EXERCISE DIRECTIONS:
Which lines in the records below include the word "light"? Report each of them in full.

Records contained in a dataset
+ + + + +

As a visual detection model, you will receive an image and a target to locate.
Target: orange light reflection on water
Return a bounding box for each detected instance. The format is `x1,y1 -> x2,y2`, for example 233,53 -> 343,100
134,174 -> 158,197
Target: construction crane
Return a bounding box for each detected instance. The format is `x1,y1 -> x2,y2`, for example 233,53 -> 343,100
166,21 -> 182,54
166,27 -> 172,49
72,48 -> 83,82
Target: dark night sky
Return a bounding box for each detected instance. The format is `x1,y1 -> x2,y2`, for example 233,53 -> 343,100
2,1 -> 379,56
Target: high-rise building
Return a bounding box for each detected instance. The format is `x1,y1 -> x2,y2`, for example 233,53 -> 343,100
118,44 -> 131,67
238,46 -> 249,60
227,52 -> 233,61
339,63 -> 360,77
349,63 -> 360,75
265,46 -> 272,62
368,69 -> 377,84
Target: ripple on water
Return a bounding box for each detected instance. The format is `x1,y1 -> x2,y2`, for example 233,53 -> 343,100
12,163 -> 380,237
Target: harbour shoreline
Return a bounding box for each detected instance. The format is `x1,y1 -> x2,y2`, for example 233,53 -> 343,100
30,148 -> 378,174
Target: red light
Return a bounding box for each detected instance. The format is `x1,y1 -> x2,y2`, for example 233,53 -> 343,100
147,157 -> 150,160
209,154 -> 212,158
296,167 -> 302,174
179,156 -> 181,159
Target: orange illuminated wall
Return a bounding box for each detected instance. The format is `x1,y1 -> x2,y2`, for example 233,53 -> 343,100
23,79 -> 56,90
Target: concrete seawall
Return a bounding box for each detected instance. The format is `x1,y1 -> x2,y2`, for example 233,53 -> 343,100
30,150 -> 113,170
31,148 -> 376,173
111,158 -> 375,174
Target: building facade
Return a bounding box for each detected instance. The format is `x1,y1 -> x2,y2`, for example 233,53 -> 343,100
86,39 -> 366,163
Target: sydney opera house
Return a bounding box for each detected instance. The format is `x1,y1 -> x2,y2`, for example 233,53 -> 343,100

+ + + + +

SOLUTION FOR THIS EXERCISE:
Target: orange light reflection on water
Target: red light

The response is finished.